→ **Work task**
For each statement below, say yes or no to whether it agrees with the passage about Steffans, and quote the passage's deciding words: (a) Wes spent a couple of hours talking with the writer more than once; (b) the writer has raised over £10K for the hospice; (c) Wes took some time before agreeing to the hospice project.

→ **Study text**
::::::::
I remember being at the shop once and Steff followed me outside and across the road to check I was ok, and invited me to one his functions.  I know this was his way of trying to help me break the cycle of staying at home as my anxiety and depression took hold.  

I’ll always remember the fact that Wes (Who is always busy) took the time to talk to me for a couple of hours (on more than one occasion), in a bid to try and make me see the light.  Something he didn’t have to do, nor take that time out of his hectic schedule.  Janice used to say the greatest gift anyone can give “Is their time”.

Wes has tried to convince me to try meditation and other activities that have helped him, but I’m both too shy and not brave enough to do that.  Again huge respect for Wes and the Family, these are all things they chose to do, rather than treat people like a transaction (If that makes sense), and I guess that’s what makes Steffans such a very different experience.

I’d been thinking of what I could do to help the hospice and so far raised under £10K, but due to ongoing health issues, I was looking for something to make an impact, a difference.

I remembered Steffans teaming up with Frank Bruno for his mental health charity which got me thinking.

I approached Wes (I was nervous AF) to ask if Steffans would consider a project to help the Cynthia Spencer Hospice, and without skipping a beat he surprisingly agreed straight away expressing what a great idea it was and asked what I needed.  I wasn’t expecting an answer so quickly and hadn’t thought that far ahead, but instinctively knew it was the right family to take on this project.  I mean, given the Suter background they could make a success wherever they are in the country or world, but…. Steffans have always championed Northampton, using their influence and connections to try and right many of the issues the town centre is facing.  A retailer who cares about the town and with a long a history of Northampton is a very rare find.
::::::::
→ **Collected material**

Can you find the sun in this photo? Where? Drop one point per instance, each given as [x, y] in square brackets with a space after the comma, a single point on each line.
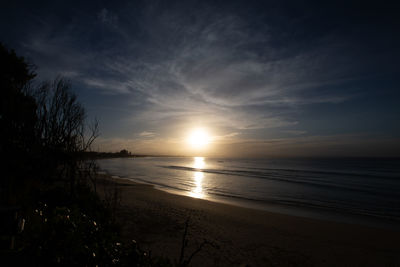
[199, 138]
::::::::
→ **Task response**
(a) Yes: "took the time to talk to me for a couple of hours (on more than one occasion)"
(b) No: "so far raised under £10K"
(c) No: "without skipping a beat he surprisingly agreed straight away"